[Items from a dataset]
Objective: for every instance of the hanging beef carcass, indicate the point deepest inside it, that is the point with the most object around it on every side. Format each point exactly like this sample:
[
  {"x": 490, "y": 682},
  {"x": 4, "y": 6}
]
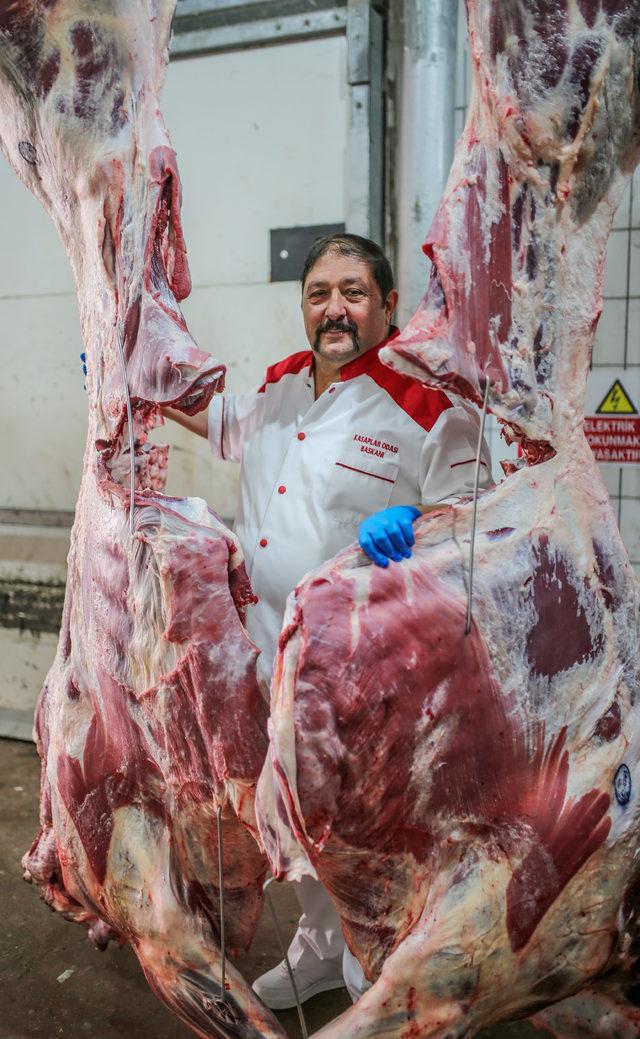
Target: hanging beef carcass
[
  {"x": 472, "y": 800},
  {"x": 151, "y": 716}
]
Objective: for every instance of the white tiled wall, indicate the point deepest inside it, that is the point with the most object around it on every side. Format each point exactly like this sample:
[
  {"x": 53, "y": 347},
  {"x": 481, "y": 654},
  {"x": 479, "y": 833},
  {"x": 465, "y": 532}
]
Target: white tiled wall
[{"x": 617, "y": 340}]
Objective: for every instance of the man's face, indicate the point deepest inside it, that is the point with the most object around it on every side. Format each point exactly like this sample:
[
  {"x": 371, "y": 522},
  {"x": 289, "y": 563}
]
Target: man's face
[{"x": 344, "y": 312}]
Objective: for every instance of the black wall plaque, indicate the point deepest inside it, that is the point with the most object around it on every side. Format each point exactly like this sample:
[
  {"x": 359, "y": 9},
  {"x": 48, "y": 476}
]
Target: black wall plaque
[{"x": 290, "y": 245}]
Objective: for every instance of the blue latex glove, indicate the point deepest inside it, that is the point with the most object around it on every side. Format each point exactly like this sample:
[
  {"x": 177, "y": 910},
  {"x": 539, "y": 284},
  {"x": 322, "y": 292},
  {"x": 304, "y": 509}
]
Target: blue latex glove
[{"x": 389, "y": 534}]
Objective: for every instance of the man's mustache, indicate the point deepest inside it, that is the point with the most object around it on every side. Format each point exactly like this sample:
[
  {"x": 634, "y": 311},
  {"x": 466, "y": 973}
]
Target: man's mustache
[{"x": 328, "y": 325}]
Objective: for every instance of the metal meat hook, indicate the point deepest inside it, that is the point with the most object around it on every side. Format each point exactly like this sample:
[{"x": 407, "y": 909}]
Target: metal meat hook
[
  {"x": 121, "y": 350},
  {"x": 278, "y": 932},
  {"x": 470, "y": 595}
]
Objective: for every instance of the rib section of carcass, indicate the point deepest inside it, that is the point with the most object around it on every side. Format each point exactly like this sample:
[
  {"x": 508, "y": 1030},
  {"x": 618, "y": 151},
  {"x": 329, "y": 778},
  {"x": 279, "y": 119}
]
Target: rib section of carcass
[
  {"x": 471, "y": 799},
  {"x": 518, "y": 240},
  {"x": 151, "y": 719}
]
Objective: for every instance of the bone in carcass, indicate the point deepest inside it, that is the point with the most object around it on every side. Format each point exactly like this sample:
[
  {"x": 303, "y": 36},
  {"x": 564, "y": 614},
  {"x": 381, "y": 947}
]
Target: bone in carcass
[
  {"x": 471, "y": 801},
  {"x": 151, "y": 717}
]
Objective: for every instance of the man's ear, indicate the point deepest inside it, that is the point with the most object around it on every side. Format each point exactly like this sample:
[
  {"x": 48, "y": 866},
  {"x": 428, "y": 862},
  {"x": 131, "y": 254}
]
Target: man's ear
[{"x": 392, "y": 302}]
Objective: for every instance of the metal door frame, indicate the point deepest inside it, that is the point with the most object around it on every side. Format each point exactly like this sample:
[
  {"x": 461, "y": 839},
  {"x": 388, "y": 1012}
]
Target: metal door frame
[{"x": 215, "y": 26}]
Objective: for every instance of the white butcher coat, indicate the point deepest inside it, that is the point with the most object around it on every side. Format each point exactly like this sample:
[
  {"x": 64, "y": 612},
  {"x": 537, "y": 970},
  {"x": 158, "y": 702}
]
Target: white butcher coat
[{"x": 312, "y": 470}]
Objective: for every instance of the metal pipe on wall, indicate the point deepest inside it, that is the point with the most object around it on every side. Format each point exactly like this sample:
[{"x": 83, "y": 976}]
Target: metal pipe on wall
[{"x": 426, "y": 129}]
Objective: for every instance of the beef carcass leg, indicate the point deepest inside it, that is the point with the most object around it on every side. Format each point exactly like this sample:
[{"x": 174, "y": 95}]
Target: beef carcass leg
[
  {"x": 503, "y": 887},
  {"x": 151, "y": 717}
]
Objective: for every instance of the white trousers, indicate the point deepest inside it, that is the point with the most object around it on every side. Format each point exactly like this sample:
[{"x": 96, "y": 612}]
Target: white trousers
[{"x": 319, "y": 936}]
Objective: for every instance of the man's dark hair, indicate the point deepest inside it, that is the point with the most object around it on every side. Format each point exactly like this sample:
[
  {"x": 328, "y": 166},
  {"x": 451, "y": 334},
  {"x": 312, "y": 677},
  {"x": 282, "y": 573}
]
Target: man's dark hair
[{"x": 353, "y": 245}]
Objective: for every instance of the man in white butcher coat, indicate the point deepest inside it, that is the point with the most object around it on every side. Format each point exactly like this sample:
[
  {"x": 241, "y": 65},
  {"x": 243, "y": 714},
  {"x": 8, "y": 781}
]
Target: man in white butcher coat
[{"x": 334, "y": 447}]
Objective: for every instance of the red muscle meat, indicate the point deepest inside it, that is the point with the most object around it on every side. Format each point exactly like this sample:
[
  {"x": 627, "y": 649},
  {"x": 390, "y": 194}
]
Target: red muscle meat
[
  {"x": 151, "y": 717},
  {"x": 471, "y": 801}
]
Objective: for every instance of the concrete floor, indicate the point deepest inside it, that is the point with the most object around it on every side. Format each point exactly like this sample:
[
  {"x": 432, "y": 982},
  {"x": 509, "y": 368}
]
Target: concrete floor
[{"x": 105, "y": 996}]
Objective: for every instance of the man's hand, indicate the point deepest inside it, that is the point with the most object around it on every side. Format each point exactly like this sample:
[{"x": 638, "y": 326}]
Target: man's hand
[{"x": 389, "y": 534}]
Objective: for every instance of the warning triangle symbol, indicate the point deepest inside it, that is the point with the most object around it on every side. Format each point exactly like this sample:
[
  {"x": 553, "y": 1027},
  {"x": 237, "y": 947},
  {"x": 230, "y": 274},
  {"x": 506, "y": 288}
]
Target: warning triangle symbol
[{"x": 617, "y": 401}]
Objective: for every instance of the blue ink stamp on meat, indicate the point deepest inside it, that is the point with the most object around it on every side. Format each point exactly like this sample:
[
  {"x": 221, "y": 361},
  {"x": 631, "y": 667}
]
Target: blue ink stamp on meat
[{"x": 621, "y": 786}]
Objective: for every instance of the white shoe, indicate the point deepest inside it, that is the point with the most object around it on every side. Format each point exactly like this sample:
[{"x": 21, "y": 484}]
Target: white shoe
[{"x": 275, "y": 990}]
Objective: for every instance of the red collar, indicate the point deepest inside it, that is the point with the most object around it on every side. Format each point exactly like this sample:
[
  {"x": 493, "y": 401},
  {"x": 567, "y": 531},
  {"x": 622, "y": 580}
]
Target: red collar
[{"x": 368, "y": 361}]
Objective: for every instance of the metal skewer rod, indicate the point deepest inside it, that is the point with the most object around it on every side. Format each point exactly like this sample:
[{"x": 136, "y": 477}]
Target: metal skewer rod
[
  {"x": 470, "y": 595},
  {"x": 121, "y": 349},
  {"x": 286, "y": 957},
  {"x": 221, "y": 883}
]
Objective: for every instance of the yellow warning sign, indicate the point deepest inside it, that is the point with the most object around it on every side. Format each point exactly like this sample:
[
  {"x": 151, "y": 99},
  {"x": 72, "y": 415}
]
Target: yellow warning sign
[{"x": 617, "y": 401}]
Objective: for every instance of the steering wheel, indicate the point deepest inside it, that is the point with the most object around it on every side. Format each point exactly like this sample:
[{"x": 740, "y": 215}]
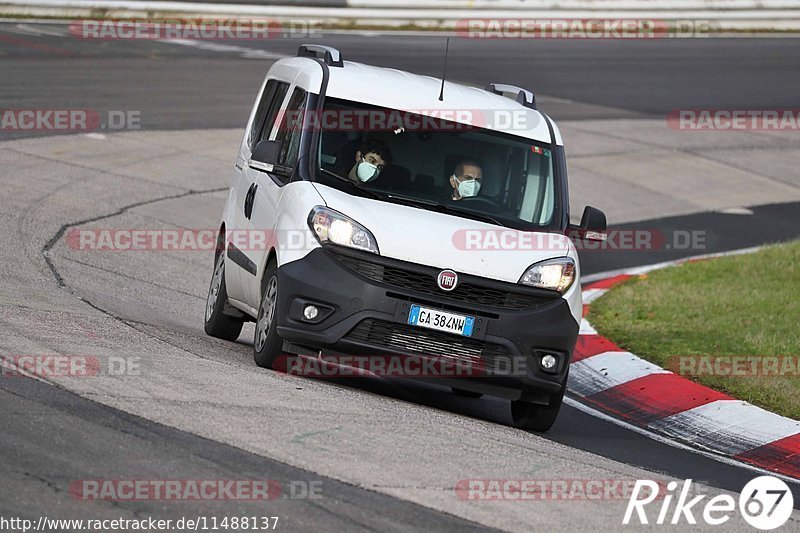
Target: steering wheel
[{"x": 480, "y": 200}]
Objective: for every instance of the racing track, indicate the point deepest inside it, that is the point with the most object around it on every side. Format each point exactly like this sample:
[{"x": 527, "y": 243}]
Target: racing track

==

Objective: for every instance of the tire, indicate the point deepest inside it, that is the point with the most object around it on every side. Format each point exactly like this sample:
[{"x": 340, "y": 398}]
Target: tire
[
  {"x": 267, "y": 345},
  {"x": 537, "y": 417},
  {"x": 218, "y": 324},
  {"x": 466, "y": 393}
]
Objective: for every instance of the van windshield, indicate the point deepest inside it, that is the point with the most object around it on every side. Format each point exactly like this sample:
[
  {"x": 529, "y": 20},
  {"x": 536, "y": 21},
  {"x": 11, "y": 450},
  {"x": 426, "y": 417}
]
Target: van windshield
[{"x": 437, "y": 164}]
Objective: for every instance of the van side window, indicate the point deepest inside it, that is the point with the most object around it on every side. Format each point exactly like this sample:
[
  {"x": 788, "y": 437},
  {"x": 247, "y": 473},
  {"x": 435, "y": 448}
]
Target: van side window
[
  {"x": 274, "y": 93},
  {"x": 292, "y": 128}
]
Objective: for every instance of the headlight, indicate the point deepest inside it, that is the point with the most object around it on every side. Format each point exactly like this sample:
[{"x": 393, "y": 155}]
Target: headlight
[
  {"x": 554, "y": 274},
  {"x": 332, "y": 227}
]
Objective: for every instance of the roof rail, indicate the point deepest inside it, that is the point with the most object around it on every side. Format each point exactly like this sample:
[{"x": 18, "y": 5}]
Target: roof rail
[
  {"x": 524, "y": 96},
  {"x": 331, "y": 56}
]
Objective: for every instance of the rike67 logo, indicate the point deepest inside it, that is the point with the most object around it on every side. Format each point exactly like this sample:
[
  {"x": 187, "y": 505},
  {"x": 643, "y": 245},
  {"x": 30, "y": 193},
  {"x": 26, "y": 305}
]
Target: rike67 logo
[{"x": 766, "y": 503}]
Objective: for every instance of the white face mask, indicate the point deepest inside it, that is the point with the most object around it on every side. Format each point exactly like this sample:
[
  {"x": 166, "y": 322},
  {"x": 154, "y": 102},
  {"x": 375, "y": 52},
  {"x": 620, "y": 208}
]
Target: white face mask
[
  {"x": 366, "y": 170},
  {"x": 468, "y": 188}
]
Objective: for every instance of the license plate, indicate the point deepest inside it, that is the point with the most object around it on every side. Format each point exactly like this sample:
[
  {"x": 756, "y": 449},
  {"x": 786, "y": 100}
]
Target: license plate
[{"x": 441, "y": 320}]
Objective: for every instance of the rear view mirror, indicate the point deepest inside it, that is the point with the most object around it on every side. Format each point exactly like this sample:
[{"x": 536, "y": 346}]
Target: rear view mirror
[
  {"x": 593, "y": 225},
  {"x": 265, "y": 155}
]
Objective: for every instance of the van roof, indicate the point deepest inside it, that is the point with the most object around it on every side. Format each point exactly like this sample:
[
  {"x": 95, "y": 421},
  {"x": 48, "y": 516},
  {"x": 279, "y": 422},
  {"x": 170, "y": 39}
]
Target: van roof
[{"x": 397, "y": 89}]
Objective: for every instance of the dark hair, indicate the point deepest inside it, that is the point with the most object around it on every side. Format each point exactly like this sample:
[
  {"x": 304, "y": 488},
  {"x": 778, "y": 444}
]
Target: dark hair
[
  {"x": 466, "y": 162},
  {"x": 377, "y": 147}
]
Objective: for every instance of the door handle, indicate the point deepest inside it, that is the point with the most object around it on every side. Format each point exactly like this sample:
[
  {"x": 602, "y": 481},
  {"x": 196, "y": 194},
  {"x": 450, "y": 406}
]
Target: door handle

> _Task objective_: Copy out every line of the data where the word "handle" occurs.

> _Problem solution_:
Objective: for every instance of the door handle, indicate the point deepest inside it, that is the point with the most object around it on every side. Format each point exactly like this sample:
Target: door handle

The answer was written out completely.